* Document segment
Enhancing nicotinamide mononucleotide production in Escherichia coli through systematic metabolic engineering

Abstract

Nicotinamide mononucleotide (NMN) serves as a crucial precursor in the biosynthesis of NAD⁺ and has garnered significant attention in the food, dietary supplement, and cosmetic industries. This study engineered an Escherichia coli strain for enhancing NMN production. Firstly, the strain with reduced NMN degradation and the ability to transport NMN extracellularly was constructed. Meanwhile, the gene encoding nicotinamide phosphoribosyltransferase (pncA) was disrupted to minimize substrate nicotinamide (NAM) degradation. Then, the induction starting point was optimized to alleviate the metabolic burden on the engineered strain. Subsequently, systematic remodeling of E. coli's glucose metabolism was conducted to enhance its suitability for NMN production by overexpressing key enzymes of the pentose phosphate pathway (Zwf and Gnd), knocking out genes related to the Entner-Doudoroff pathway (gntR and edd), and further attenuating the glycolytic pathway. Then, we concentrated on optimizing the cellular metabolic state, meticulously balancing intracellular redox homeostasis. Finally, using glucose and 2 g/L of NAM as substrates, the extracellular NMN yield reached 4.96 g/L, which is the highest yield reported so far in similar research. These findings contribute to the commercial production of NMN and offer valuable insights for constructing efficient cell factories for other nucleotide compounds.

* Data

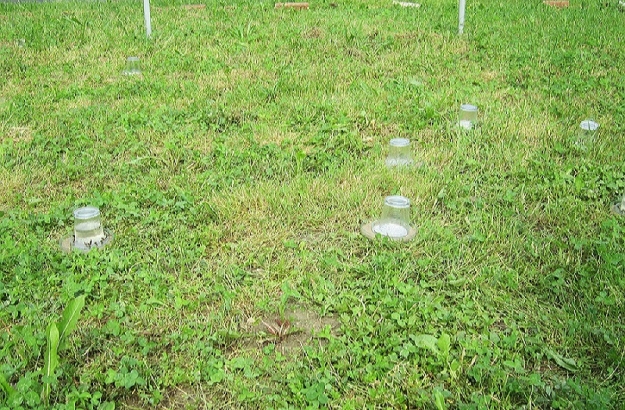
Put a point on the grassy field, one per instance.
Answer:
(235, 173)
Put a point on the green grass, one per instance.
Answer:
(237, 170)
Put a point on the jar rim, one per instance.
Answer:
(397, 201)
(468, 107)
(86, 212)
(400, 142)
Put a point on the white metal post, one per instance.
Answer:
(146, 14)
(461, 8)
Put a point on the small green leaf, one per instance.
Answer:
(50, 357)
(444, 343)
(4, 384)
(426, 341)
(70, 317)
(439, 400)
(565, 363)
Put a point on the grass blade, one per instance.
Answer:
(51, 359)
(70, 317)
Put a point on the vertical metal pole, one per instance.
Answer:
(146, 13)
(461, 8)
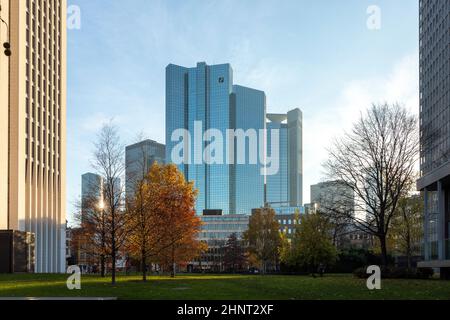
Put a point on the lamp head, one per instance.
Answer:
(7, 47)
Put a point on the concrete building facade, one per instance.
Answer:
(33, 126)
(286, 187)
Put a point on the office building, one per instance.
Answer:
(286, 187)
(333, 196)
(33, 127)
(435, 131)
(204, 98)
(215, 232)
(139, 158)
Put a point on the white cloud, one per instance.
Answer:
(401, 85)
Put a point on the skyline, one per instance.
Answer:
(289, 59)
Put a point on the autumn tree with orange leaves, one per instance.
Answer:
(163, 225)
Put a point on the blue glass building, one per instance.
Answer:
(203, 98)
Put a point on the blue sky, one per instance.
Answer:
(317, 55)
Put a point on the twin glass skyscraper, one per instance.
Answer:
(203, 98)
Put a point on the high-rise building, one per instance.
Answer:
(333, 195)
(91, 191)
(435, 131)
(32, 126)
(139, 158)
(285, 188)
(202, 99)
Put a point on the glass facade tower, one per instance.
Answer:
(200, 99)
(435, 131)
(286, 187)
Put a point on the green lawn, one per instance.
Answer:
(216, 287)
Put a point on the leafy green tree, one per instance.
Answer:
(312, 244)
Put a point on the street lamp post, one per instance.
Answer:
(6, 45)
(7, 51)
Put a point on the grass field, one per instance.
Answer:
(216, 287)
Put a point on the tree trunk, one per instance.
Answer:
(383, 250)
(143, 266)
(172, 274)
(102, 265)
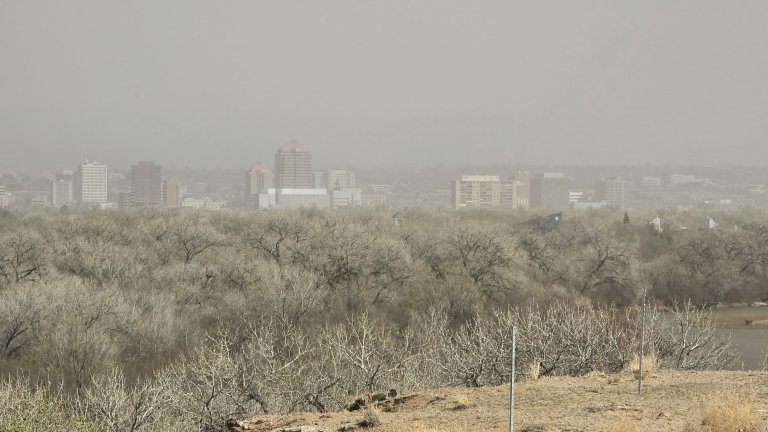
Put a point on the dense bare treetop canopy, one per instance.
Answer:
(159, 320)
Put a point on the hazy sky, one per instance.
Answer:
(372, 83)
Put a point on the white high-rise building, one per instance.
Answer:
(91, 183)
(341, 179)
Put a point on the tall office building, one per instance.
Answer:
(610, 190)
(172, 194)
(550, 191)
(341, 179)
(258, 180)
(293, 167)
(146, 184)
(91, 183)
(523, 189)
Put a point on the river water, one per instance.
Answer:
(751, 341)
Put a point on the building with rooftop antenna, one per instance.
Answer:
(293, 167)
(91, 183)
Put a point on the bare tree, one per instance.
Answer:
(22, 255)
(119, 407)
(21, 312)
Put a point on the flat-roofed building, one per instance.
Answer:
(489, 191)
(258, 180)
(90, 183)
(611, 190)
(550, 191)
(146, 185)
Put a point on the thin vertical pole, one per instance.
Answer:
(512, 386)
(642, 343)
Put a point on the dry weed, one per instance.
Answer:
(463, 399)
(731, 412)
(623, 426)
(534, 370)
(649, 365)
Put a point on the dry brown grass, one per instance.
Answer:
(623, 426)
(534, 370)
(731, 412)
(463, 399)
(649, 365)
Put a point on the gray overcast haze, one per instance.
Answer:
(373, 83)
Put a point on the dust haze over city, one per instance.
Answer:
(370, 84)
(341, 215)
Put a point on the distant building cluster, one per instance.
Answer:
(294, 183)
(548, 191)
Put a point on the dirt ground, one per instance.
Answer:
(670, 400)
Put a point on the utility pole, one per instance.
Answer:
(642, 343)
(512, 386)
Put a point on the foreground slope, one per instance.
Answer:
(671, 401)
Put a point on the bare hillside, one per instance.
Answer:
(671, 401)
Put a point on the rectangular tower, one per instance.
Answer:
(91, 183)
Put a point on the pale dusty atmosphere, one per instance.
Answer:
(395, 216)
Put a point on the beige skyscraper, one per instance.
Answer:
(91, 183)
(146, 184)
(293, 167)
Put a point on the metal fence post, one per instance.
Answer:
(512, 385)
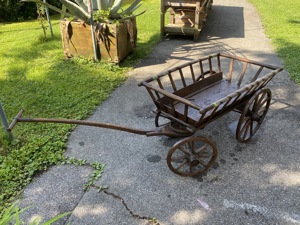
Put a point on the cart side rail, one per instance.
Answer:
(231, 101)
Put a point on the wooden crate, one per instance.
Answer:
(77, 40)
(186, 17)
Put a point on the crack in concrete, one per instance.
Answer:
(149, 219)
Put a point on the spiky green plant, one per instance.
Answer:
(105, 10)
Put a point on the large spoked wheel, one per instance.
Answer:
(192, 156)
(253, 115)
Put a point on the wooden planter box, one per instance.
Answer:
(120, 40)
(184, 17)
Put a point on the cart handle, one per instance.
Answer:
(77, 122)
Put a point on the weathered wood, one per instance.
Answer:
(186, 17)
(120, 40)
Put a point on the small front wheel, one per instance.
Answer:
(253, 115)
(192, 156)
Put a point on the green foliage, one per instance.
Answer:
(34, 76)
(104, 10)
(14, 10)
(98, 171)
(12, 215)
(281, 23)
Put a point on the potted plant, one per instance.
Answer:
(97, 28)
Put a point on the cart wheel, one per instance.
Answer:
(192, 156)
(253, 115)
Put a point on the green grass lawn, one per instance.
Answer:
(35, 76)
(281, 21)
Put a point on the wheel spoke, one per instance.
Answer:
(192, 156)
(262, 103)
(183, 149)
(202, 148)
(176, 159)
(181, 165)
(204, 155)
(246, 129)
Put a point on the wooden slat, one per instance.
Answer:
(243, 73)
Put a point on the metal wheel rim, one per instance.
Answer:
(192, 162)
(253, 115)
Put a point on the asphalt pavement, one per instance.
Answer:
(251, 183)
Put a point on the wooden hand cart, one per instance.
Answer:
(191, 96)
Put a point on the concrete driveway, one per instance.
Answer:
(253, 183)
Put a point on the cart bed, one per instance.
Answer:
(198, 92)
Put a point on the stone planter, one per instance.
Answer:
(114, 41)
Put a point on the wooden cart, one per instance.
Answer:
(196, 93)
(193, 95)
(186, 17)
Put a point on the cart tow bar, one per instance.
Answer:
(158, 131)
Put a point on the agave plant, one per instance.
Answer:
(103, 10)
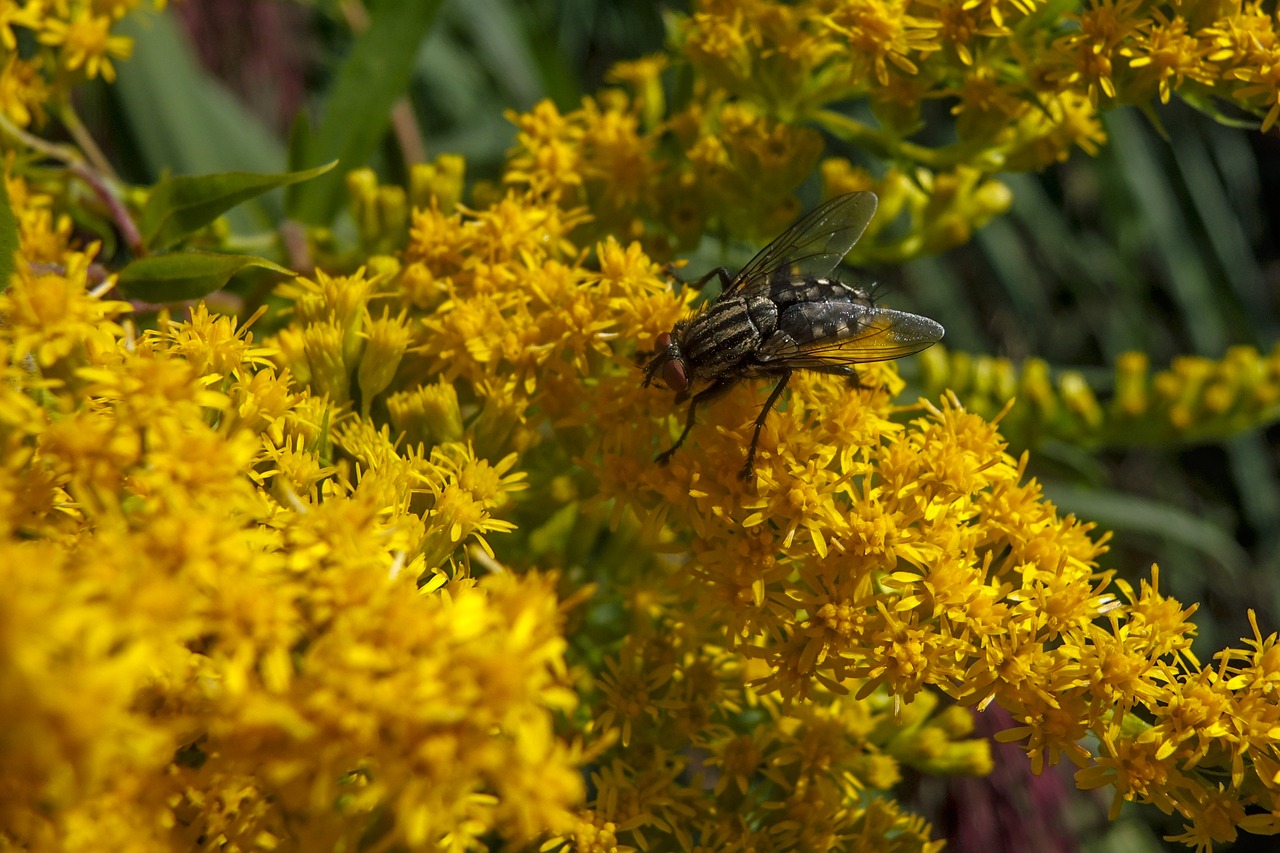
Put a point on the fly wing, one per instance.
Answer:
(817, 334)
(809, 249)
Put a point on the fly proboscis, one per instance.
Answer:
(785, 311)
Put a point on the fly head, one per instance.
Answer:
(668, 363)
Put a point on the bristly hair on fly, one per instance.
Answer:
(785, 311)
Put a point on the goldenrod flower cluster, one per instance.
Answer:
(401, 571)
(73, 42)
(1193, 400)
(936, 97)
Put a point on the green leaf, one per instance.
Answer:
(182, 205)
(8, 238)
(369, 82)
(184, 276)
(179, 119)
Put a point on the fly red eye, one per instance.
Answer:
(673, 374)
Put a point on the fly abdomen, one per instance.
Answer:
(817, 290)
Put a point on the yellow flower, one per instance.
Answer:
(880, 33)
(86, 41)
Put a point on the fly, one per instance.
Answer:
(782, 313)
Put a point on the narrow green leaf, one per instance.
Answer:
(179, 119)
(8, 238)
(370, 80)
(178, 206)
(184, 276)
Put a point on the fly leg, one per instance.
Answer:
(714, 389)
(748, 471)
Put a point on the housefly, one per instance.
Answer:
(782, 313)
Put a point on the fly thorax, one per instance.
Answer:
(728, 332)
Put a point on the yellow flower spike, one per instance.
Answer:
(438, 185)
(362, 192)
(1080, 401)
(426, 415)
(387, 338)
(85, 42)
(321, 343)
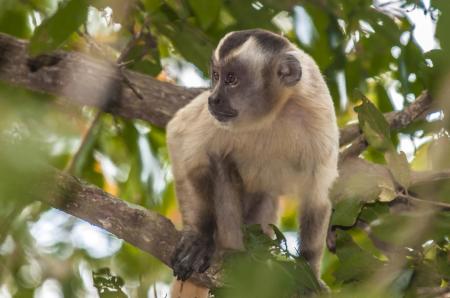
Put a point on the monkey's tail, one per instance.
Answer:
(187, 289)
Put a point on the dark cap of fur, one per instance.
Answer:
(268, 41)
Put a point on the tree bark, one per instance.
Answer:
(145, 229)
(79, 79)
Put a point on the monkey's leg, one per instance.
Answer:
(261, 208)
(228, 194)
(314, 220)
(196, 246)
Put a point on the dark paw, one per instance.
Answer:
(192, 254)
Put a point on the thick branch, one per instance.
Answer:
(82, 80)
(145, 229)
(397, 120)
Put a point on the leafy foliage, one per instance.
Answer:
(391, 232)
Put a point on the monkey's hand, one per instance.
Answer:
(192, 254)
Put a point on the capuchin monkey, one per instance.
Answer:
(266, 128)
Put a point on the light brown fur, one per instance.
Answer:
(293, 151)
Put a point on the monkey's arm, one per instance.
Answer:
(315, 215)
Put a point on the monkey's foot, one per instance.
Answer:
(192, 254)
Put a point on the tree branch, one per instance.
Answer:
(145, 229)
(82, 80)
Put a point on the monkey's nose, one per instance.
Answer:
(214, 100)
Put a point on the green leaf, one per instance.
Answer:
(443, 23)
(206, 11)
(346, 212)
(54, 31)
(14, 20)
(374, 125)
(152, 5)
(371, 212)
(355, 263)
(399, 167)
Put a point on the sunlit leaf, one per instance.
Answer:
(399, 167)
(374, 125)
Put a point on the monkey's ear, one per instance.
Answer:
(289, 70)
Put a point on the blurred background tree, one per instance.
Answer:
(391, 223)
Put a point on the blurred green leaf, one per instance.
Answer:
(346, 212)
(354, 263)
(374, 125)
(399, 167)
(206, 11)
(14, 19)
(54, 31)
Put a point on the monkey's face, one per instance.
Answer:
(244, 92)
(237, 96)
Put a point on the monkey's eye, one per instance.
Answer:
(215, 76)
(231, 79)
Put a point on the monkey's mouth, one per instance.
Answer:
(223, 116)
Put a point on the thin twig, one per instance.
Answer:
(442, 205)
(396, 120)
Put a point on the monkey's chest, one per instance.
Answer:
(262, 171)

* Exercise directions
Please explain, using the NMN production abstract, why the engineered strain's induction starting point was optimized. Answer in one to three sentences.

* Answer section
The induction starting point was optimized to relieve the metabolic burden on the engineered Escherichia coli strain.